Stored data entries:

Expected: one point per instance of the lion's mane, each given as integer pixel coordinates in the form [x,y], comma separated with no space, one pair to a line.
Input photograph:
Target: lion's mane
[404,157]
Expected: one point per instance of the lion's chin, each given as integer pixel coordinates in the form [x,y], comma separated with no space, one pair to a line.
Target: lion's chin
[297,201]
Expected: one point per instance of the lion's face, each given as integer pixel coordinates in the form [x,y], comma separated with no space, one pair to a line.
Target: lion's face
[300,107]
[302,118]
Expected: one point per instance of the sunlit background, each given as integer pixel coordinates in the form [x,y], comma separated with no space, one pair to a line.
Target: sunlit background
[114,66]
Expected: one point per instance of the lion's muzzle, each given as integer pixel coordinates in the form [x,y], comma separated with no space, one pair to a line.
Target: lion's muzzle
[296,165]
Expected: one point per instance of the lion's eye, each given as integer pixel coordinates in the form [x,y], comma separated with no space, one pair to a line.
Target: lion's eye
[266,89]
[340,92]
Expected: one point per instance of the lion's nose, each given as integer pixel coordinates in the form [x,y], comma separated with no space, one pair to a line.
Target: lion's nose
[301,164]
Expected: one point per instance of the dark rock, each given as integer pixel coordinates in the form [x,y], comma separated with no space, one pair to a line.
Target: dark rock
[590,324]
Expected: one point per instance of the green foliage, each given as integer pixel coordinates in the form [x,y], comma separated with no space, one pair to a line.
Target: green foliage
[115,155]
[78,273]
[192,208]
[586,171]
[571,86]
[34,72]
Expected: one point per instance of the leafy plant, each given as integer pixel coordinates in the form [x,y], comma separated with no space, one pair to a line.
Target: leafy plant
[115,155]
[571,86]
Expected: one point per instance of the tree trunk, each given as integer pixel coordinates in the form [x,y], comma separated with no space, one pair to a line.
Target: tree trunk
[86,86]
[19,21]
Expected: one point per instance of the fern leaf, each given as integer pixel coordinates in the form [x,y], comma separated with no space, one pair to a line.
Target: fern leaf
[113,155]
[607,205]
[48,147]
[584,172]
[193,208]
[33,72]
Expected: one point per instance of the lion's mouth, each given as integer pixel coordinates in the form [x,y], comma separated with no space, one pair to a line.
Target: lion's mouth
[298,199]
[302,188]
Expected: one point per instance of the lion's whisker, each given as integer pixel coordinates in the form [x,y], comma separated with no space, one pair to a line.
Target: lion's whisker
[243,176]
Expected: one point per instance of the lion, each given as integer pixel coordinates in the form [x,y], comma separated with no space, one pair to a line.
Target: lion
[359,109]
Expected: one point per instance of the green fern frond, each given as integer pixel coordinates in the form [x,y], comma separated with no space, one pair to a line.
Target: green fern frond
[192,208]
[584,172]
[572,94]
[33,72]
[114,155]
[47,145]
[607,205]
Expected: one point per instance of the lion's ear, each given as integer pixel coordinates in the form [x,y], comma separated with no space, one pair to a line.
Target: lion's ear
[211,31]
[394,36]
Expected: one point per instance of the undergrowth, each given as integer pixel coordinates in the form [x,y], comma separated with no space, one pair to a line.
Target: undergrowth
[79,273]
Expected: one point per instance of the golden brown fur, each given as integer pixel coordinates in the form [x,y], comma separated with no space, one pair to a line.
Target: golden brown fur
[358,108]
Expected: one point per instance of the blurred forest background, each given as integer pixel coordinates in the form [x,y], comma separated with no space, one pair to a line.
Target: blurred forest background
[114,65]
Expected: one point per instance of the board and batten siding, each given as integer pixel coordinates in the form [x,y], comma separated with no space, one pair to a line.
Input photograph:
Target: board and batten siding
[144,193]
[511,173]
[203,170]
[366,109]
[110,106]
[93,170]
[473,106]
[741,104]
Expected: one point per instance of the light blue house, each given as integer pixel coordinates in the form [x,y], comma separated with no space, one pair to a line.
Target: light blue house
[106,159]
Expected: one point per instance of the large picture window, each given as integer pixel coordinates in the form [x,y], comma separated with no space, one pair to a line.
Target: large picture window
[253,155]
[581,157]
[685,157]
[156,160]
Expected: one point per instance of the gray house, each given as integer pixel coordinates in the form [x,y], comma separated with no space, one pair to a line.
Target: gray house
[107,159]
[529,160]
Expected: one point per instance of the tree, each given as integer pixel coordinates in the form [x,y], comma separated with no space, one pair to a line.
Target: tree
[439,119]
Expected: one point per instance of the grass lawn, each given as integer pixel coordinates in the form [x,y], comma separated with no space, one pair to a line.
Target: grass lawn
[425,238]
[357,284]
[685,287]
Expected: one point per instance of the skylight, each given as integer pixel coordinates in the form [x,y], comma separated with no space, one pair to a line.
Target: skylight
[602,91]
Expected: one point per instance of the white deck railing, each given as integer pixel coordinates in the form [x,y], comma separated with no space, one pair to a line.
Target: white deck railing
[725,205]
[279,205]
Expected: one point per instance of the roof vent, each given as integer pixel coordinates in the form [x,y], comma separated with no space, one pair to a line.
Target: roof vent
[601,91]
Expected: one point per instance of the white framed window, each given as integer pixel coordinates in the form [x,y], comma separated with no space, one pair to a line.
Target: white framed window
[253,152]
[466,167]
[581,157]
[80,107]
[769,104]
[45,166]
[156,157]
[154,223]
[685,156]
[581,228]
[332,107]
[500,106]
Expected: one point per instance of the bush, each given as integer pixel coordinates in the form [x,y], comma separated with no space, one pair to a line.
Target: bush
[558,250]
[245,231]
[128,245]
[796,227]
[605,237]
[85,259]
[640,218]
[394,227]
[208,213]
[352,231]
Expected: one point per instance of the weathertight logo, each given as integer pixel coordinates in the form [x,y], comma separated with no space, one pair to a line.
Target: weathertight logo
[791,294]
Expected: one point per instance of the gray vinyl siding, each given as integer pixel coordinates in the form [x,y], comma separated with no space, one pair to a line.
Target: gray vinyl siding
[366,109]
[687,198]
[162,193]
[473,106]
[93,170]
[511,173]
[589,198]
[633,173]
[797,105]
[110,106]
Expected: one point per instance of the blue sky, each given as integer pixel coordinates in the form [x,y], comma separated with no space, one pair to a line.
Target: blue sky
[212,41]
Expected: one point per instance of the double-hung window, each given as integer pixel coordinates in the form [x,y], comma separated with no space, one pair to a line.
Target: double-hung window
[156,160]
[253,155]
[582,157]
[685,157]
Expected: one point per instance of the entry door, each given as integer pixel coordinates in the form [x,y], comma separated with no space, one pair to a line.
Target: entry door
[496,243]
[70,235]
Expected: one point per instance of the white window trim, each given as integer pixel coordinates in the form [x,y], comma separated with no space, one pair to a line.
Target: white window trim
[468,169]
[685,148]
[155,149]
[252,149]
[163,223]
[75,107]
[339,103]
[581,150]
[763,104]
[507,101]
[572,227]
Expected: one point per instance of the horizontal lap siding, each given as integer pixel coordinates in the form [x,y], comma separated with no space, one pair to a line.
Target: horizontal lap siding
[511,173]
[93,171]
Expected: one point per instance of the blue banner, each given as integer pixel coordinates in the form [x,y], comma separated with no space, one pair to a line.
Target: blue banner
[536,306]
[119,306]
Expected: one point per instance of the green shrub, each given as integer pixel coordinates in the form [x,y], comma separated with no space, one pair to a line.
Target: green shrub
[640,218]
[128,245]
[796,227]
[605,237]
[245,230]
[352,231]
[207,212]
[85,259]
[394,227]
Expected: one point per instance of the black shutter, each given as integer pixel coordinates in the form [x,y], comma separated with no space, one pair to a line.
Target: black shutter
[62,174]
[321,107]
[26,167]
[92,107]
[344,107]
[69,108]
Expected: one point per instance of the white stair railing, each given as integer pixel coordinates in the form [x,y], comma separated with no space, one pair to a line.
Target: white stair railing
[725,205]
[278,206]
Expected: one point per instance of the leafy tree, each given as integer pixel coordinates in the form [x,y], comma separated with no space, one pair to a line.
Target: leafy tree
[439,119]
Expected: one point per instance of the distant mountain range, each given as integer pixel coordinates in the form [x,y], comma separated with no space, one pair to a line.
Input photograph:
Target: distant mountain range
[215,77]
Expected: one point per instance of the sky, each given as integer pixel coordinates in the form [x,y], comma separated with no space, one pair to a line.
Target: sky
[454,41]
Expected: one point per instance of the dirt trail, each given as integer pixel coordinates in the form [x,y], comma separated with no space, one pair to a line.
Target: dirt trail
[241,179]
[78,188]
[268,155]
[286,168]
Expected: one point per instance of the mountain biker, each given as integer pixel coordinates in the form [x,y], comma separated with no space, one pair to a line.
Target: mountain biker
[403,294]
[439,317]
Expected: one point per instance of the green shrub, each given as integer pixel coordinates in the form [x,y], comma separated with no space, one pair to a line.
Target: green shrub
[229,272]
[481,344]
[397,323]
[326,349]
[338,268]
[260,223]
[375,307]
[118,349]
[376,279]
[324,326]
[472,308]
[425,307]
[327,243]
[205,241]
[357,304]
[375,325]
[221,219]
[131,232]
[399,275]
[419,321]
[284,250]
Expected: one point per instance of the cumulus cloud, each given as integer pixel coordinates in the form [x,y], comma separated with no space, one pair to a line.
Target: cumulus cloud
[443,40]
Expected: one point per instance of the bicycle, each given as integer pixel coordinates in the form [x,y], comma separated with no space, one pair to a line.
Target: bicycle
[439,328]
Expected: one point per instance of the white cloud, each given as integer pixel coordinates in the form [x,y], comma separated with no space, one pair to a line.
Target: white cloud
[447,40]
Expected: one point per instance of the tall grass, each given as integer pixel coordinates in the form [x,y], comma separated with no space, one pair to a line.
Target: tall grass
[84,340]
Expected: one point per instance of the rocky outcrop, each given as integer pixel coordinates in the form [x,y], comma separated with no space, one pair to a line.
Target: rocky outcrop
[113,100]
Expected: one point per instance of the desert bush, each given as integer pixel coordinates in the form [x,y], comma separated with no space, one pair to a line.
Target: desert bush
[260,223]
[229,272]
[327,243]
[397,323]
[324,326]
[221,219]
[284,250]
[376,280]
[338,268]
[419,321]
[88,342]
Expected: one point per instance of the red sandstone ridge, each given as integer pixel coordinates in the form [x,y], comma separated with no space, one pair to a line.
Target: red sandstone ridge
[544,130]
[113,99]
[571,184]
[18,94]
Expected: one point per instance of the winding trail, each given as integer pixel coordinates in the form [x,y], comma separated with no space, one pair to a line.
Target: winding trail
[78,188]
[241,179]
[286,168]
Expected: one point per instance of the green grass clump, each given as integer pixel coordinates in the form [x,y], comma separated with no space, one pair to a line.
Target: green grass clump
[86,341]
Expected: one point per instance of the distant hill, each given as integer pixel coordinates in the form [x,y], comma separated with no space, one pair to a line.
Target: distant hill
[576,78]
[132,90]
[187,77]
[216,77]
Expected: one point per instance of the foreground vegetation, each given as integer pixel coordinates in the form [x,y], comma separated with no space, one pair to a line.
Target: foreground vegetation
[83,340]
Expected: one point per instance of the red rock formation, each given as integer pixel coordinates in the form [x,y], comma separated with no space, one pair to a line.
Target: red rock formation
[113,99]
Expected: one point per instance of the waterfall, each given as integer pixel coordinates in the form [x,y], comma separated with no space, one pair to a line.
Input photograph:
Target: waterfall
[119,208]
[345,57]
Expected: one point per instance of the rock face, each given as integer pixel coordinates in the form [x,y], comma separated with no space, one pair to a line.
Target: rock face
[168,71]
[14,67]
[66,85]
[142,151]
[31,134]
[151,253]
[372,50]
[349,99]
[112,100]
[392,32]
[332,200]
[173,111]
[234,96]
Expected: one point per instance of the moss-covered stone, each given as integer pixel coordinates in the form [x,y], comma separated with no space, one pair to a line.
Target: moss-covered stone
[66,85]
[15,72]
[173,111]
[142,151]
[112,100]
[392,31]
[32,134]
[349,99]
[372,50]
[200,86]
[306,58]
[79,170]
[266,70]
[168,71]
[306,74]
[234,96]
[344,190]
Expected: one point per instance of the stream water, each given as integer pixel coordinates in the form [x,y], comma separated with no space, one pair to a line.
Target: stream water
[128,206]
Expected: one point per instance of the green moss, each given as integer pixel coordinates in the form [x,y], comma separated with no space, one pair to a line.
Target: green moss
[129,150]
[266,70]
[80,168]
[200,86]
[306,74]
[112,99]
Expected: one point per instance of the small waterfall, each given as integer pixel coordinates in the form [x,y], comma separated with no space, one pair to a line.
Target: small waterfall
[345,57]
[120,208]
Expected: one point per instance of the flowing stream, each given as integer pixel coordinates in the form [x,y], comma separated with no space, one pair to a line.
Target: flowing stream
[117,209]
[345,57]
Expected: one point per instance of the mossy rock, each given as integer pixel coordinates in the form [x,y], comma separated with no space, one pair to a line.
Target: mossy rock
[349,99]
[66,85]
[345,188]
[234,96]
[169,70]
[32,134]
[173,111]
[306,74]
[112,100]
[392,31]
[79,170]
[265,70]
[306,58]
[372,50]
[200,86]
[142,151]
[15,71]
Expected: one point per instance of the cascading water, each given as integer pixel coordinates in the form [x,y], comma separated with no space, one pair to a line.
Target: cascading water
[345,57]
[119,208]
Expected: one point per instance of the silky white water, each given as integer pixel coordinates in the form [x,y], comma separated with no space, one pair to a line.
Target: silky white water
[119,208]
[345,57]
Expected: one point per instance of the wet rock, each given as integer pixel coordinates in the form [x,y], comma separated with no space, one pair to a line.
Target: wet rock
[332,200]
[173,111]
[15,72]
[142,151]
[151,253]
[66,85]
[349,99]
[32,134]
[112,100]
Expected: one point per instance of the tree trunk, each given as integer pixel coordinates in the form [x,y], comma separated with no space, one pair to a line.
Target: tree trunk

_Work instructions:_ Only the lines above from the one with "Expected: one point per instance of the undergrowth, each" through the one with "Expected: one point per instance of the large" should be duplicated, character for character.

_Answer to the problem:_
Expected: one point per instance of the undergrowth, each given as integer pixel coordinates in the form [x,y], comma separated with no space, one pair to a line.
Target: undergrowth
[79,273]
Expected: one point per instance of the golden brown fur, each given as integer pixel coordinates in the form [x,y], comma separated with no space, one pair to a line.
Target: golden brown fur
[358,108]
Expected: one point per instance of the blurred forest background, each given as integer pixel coordinates in the form [x,y], comma separated with no space, one pair to a line.
Target: blurred forest background
[114,65]
Expected: one point per instance of the board and batten siding, each given as integer pixel coordinates in the form [x,y], comma separated with no space, one pair to a line.
Input photograph:
Target: board and batten siding
[144,193]
[511,173]
[203,170]
[366,109]
[110,106]
[93,170]
[473,106]
[741,104]
Expected: one point per instance of the light blue house, each given as integer pixel coordinates in the form [x,y], comma separated with no space, one pair to a line.
Target: light blue house
[106,159]
Expected: one point per instance of the large picture window, each given as integer pixel coordinates in the form [x,y], comma separated with no space, one pair to a line.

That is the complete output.